══ Record set

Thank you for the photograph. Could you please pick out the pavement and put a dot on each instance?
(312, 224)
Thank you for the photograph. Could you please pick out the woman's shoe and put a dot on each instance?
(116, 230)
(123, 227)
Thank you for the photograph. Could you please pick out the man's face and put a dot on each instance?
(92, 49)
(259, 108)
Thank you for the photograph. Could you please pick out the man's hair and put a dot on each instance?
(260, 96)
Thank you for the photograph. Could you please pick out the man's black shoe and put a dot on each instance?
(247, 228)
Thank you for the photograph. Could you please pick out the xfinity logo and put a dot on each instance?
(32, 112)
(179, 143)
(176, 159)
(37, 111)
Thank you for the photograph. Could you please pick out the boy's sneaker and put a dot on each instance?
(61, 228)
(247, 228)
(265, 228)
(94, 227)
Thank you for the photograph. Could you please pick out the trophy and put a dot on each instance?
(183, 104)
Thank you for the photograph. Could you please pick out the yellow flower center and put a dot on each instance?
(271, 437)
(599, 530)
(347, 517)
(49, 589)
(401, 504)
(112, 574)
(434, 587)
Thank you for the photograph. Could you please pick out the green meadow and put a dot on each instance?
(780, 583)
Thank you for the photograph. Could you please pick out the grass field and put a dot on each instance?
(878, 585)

════

Your task:
Copy only this span: the line that contains "out the woman's", the last line, and every line between them.

Full solution:
Thank you for the photograph. Could you please pick out the woman's shoe and put a dot on each instance?
(116, 230)
(123, 227)
Thank you for the photograph. Could you please pick out the man's face and put a dot on each instance?
(92, 49)
(259, 108)
Thank you for the photograph. Could you please pick out the man's hair and put a dot on each instance?
(260, 96)
Thank you for the photograph. Could you please pick out the man's black shoe and put a dot on each instance?
(247, 228)
Thank you for the photograph. Could you please pick out the xfinity logo and put a dot on each instance?
(32, 112)
(179, 143)
(176, 159)
(37, 111)
Thank you for the photograph. Could you please pick out the boy's sneaker and put a dot on each instance?
(61, 228)
(247, 228)
(265, 228)
(94, 227)
Thank you for the photograph. Could you please pick out the trophy and put a dot on each instance?
(183, 104)
Thank you for the photograph. Could you please pick out the yellow flower center and put a dot on each instance?
(271, 437)
(599, 530)
(347, 517)
(49, 589)
(401, 504)
(112, 574)
(434, 587)
Thank you for the photograph. Could you please pick out the green meadow and put a dot on each instance?
(780, 583)
Thank you for the photograph. Could you please pick out the grass field and put a dot on each instance?
(878, 585)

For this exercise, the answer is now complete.